From the line with "Indicate every instance of the blue" through the line with "Indicate every instance of the slender", repeat the entries verbatim, both end lines included, and add nothing.
===== Information shown =====
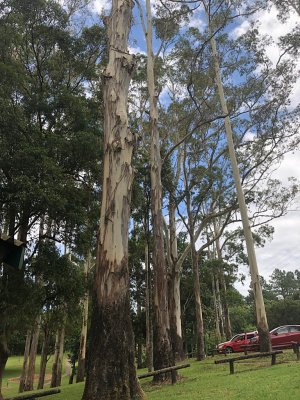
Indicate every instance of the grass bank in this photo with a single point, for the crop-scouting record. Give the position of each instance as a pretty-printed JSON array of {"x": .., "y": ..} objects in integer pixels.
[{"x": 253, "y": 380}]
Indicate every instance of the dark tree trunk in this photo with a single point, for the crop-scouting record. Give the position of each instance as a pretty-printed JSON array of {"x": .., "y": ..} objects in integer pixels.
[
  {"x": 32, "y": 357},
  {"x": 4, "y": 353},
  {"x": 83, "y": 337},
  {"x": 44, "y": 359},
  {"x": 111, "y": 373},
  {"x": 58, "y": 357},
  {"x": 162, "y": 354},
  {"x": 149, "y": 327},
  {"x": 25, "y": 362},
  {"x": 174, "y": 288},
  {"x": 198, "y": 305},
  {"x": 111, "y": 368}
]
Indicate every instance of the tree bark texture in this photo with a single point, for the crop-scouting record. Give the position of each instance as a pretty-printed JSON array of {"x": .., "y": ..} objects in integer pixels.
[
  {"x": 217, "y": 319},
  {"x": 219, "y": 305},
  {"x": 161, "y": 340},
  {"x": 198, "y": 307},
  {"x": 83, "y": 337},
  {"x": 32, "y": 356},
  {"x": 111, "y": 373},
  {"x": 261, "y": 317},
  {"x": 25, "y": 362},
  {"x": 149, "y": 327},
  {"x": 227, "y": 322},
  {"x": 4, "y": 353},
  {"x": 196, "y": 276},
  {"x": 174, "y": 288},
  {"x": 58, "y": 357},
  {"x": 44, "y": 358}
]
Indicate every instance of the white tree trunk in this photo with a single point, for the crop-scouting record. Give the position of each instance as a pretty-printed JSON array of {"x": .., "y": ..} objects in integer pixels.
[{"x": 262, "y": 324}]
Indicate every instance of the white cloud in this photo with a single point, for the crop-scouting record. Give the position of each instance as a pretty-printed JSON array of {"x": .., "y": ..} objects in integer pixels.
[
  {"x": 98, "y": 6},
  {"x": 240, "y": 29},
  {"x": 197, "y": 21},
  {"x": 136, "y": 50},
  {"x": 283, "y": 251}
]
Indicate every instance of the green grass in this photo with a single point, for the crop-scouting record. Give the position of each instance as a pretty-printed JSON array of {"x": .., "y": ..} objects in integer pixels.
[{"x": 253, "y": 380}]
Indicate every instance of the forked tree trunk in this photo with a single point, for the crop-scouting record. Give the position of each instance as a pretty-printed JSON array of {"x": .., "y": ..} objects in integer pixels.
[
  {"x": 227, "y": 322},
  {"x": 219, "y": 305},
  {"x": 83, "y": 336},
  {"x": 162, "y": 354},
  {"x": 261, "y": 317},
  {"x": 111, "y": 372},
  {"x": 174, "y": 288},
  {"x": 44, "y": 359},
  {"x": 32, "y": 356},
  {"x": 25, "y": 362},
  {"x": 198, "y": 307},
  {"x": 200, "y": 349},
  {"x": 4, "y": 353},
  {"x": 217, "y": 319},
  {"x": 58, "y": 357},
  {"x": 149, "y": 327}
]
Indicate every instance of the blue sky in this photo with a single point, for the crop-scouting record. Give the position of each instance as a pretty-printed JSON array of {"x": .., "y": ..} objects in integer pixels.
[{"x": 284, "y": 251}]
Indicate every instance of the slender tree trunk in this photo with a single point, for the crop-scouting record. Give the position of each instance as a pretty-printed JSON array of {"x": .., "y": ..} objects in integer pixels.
=====
===== Information shown =====
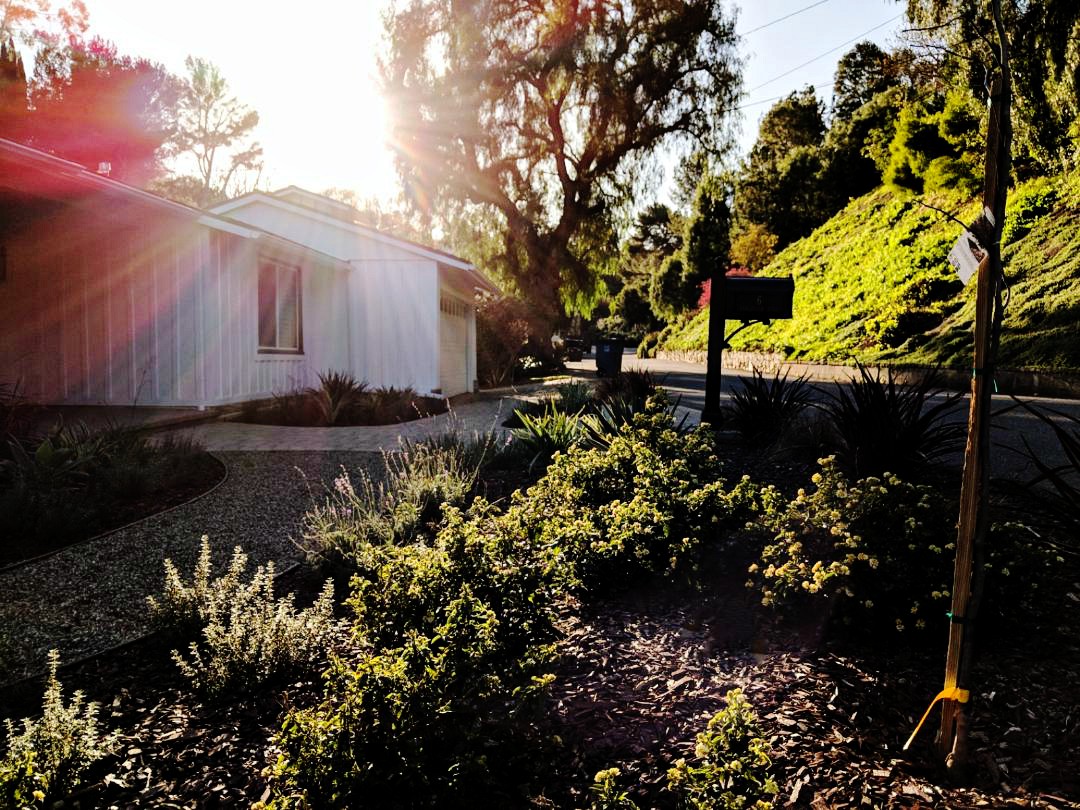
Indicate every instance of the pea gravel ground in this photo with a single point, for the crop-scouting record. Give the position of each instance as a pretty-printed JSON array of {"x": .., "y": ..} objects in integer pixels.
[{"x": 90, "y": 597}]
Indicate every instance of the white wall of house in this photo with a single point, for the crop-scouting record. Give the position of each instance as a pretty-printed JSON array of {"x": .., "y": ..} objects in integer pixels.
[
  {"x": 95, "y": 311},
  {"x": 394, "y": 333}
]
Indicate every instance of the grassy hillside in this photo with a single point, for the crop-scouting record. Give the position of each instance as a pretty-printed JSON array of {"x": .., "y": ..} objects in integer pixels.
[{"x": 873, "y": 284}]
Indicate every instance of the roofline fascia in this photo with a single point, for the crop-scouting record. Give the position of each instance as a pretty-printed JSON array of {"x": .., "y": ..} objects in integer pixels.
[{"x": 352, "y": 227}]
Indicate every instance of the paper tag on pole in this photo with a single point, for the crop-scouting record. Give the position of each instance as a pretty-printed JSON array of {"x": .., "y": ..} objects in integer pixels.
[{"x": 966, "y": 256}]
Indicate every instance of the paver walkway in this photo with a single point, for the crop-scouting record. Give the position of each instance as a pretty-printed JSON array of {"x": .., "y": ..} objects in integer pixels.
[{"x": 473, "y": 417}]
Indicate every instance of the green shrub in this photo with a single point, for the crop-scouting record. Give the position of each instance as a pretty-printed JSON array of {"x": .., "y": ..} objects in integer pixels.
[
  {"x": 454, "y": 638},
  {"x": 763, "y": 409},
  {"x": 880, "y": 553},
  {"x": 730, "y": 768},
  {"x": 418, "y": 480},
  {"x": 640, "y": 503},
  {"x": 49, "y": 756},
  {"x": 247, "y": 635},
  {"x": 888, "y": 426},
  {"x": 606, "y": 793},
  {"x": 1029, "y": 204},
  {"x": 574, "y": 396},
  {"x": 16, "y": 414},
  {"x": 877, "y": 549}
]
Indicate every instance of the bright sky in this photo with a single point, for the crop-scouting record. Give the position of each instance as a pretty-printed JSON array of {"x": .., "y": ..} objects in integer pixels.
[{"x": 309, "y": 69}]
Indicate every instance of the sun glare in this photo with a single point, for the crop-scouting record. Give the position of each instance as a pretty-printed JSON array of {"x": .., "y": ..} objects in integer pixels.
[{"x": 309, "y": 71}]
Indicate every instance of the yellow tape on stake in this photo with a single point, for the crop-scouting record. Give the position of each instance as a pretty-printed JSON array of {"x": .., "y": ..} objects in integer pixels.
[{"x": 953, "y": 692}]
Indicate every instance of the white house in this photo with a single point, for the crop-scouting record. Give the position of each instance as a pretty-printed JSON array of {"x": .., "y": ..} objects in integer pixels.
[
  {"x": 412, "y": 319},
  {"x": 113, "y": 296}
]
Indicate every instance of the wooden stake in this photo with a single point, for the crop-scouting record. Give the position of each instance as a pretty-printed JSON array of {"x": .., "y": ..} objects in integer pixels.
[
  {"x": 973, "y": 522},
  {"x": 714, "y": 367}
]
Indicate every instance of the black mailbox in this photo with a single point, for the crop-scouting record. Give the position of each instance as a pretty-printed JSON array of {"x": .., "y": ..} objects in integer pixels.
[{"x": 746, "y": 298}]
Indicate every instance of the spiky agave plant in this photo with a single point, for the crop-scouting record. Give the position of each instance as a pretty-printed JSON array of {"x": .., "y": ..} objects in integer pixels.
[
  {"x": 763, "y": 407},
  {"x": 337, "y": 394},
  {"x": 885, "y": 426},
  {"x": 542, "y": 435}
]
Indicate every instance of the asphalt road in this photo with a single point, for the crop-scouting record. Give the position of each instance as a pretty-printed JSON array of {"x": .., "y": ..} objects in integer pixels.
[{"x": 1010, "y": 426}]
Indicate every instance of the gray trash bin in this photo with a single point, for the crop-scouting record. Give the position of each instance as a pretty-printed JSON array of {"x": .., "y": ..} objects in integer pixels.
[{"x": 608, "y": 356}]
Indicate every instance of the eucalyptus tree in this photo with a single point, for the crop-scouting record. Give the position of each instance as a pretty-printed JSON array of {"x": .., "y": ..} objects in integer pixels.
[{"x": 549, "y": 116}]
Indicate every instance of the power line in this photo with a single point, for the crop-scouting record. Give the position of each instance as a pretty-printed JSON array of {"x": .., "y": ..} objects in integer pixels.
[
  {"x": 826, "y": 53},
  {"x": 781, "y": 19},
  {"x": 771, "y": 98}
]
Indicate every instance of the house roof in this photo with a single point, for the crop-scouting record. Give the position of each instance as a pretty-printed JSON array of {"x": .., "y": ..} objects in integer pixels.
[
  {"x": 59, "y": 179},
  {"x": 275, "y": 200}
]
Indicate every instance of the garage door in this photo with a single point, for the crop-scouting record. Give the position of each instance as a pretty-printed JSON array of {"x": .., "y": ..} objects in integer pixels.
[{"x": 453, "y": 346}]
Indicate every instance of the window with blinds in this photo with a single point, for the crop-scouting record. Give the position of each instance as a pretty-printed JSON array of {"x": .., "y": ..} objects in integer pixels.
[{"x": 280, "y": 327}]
=====
Output of the task »
Indicate every instance of the blue sky in this photo with a single point, for the crop-scouting record. Give the position of each instance as a pretty-printed JSON array of {"x": .., "y": ..} objects in integer pixels.
[{"x": 284, "y": 251}]
Indicate every instance of the slender tree trunk in this photo with a single point, for the crop-scouting record. Give the position of each instance as a pretty-printed JSON array of {"x": .., "y": ..} objects in integer pixels.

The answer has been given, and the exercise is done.